Task directions
Select every line of the records below that contains the string "stem", copying each such line out, and treat case as significant.

Listing
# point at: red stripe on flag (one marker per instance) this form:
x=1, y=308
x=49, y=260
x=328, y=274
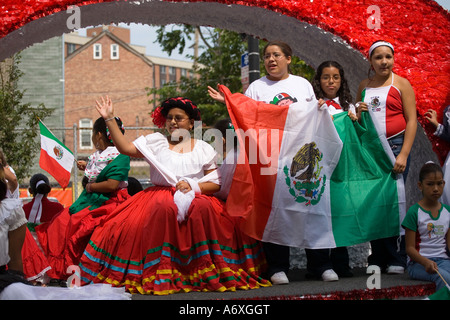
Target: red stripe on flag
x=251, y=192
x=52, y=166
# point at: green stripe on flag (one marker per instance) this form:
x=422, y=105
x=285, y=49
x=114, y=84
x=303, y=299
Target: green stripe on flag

...

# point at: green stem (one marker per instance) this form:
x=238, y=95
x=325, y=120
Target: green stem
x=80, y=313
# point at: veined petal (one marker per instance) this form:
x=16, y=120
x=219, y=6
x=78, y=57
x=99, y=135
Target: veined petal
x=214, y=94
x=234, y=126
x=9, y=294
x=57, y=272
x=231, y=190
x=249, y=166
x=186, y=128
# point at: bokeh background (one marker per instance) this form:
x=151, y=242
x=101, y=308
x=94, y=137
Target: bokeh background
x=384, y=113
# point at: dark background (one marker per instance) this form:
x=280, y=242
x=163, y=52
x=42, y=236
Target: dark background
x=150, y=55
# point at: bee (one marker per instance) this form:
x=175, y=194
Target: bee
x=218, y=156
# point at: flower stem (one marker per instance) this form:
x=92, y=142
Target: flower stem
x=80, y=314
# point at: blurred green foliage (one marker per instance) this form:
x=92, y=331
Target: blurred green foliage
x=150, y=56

Finished task
# point at: green stem (one marker per instance) this form:
Target: green stem
# point at: flower stem (one marker per instance) this form:
Target: flower stem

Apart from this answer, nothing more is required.